*WHAT YOU WILL DO*
Give the listing again in full, exactly as written.

*RECORDS SUPPLIED*
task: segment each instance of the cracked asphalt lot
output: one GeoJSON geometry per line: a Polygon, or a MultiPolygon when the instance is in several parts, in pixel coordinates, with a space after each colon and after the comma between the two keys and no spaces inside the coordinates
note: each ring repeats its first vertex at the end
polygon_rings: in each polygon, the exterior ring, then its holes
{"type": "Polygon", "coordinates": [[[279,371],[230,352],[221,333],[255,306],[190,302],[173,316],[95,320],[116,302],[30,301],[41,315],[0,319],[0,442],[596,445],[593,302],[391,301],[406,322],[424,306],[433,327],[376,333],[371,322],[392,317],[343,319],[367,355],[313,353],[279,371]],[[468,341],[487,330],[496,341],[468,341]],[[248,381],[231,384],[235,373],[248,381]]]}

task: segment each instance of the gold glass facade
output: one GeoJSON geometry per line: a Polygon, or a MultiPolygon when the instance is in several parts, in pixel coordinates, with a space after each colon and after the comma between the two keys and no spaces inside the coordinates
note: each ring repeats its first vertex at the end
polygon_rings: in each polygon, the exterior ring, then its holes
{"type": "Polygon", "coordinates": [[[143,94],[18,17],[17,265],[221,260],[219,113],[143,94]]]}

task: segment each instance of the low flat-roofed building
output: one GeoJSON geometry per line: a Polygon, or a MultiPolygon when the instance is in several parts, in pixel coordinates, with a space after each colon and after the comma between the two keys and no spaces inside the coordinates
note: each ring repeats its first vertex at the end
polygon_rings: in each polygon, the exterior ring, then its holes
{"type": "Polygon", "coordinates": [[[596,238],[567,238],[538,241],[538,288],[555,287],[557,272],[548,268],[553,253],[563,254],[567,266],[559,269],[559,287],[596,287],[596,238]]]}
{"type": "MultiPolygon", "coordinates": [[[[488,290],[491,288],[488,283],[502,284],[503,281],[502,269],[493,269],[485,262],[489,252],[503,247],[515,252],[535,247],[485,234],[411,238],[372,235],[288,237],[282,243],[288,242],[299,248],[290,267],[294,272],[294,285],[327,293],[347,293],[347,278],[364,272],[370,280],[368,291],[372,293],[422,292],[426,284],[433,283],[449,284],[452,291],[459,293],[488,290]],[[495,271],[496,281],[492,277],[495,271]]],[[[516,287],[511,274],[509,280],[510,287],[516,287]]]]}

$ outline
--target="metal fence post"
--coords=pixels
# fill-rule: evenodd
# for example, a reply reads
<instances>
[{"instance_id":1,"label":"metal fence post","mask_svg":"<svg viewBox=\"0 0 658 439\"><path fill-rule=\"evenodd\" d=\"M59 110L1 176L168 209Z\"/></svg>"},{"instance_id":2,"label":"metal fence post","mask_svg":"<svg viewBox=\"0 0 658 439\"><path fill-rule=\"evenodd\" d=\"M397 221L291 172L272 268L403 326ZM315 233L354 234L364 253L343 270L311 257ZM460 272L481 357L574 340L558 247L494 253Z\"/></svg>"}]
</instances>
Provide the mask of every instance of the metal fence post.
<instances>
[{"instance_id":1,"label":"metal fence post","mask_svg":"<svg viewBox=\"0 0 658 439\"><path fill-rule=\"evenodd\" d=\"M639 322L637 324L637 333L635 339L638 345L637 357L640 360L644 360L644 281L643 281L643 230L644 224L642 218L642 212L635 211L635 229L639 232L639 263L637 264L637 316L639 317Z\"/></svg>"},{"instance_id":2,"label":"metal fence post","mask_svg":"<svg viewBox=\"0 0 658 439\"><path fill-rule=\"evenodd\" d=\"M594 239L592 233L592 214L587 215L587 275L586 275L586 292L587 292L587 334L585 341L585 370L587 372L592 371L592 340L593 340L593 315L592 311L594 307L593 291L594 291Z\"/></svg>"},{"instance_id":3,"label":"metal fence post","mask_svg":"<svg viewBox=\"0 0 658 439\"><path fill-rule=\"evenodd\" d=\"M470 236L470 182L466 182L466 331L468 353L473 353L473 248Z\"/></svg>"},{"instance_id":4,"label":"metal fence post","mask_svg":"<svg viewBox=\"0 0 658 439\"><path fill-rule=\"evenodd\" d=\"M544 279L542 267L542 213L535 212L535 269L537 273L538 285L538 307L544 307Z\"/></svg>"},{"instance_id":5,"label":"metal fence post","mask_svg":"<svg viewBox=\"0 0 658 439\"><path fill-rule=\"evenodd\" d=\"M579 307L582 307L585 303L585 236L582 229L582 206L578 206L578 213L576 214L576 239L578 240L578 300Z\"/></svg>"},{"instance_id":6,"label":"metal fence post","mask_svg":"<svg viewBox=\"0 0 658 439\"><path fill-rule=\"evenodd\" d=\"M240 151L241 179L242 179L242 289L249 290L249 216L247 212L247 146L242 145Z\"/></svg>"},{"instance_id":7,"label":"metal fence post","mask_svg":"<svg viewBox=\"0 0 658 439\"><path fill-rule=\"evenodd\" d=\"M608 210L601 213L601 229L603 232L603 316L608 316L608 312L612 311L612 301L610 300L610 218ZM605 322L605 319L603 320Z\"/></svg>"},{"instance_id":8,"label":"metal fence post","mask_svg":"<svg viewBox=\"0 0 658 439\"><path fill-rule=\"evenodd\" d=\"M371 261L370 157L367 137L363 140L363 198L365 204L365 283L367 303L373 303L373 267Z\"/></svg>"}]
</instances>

*FULL ANSWER*
task: segment each instance of the cracked asphalt lot
output: one GeoJSON geometry per line: a Polygon, or a MultiPolygon when the instance is in several parts, in pixel coordinates, with a space after each colon and after the comma between the two keys and no spaces inside the coordinates
note: each ring repeats its first vertex at the end
polygon_rings: in each polygon, the exterior ring, then its holes
{"type": "Polygon", "coordinates": [[[279,371],[230,352],[221,333],[255,306],[190,302],[173,316],[95,320],[116,302],[30,301],[41,315],[0,319],[0,442],[596,445],[593,302],[391,301],[406,322],[424,306],[433,327],[376,333],[371,322],[392,317],[343,319],[367,355],[313,353],[279,371]],[[468,341],[487,330],[496,341],[468,341]],[[248,381],[231,384],[235,373],[248,381]]]}

task: segment each instance of the gold glass facade
output: one GeoJSON geometry per line: a Polygon, or a MultiPolygon when the instance is in several parts, in pixel coordinates, with a space after each colon and after the comma between the two keys and no spaces inside the coordinates
note: each ring repeats its first vertex at the end
polygon_rings: in each polygon, the exterior ring, then its holes
{"type": "Polygon", "coordinates": [[[143,94],[18,17],[17,265],[221,260],[219,113],[143,94]]]}

task: segment each instance of the low flat-roofed building
output: one GeoJSON geometry per line: a Polygon, or a MultiPolygon when the instance is in several parts, in pixel coordinates, with a space after each colon and after the comma between the two keys and no spaces inside the coordinates
note: each ring repeats its first vertex at the end
polygon_rings: in each polygon, the exterior ring, then its holes
{"type": "Polygon", "coordinates": [[[596,238],[567,238],[538,241],[538,288],[555,287],[557,272],[548,268],[553,253],[563,254],[567,266],[559,269],[559,287],[596,287],[596,238]]]}
{"type": "MultiPolygon", "coordinates": [[[[488,290],[491,288],[488,283],[502,284],[503,281],[502,269],[493,269],[485,262],[489,252],[503,247],[515,252],[535,247],[485,234],[411,238],[372,235],[288,237],[282,243],[288,242],[299,248],[290,267],[294,272],[294,285],[327,293],[347,293],[347,278],[364,272],[370,280],[368,291],[372,293],[422,292],[426,284],[433,283],[449,284],[452,291],[459,293],[488,290]],[[495,271],[496,281],[492,277],[495,271]]],[[[516,287],[511,274],[509,280],[510,287],[516,287]]]]}

$ outline
--target="metal fence post"
--coords=pixels
# fill-rule: evenodd
# for example, a reply reads
<instances>
[{"instance_id":1,"label":"metal fence post","mask_svg":"<svg viewBox=\"0 0 658 439\"><path fill-rule=\"evenodd\" d=\"M59 110L1 176L168 209Z\"/></svg>"},{"instance_id":2,"label":"metal fence post","mask_svg":"<svg viewBox=\"0 0 658 439\"><path fill-rule=\"evenodd\" d=\"M397 221L291 172L272 268L403 326ZM315 233L354 234L364 253L343 270L311 257ZM460 272L481 357L574 340L558 247L494 253Z\"/></svg>"}]
</instances>
Provide the mask of every instance of the metal fence post.
<instances>
[{"instance_id":1,"label":"metal fence post","mask_svg":"<svg viewBox=\"0 0 658 439\"><path fill-rule=\"evenodd\" d=\"M639 322L637 324L637 333L635 339L638 345L637 357L640 360L644 360L644 281L643 281L643 230L644 224L642 218L642 212L635 211L635 229L639 232L639 263L637 264L637 316L639 317Z\"/></svg>"},{"instance_id":2,"label":"metal fence post","mask_svg":"<svg viewBox=\"0 0 658 439\"><path fill-rule=\"evenodd\" d=\"M594 239L592 233L592 214L587 215L587 275L586 275L586 292L587 292L587 334L585 341L585 370L587 372L592 371L592 340L593 340L593 315L592 311L594 307L593 291L594 291Z\"/></svg>"},{"instance_id":3,"label":"metal fence post","mask_svg":"<svg viewBox=\"0 0 658 439\"><path fill-rule=\"evenodd\" d=\"M470 236L470 182L466 182L466 331L468 353L473 353L473 248Z\"/></svg>"},{"instance_id":4,"label":"metal fence post","mask_svg":"<svg viewBox=\"0 0 658 439\"><path fill-rule=\"evenodd\" d=\"M544 279L542 267L542 213L535 212L535 269L537 273L538 285L538 307L544 307Z\"/></svg>"},{"instance_id":5,"label":"metal fence post","mask_svg":"<svg viewBox=\"0 0 658 439\"><path fill-rule=\"evenodd\" d=\"M579 307L582 307L585 303L585 236L582 229L582 206L578 206L578 213L576 214L576 239L578 240L578 300Z\"/></svg>"},{"instance_id":6,"label":"metal fence post","mask_svg":"<svg viewBox=\"0 0 658 439\"><path fill-rule=\"evenodd\" d=\"M240 151L241 179L242 179L242 289L249 290L249 216L247 212L247 146L242 145Z\"/></svg>"},{"instance_id":7,"label":"metal fence post","mask_svg":"<svg viewBox=\"0 0 658 439\"><path fill-rule=\"evenodd\" d=\"M608 210L601 213L601 229L603 232L603 316L608 316L608 312L612 311L612 301L610 300L610 218ZM605 322L605 319L603 320Z\"/></svg>"},{"instance_id":8,"label":"metal fence post","mask_svg":"<svg viewBox=\"0 0 658 439\"><path fill-rule=\"evenodd\" d=\"M371 261L370 157L367 137L363 140L363 198L365 204L365 283L367 303L373 303L373 267Z\"/></svg>"}]
</instances>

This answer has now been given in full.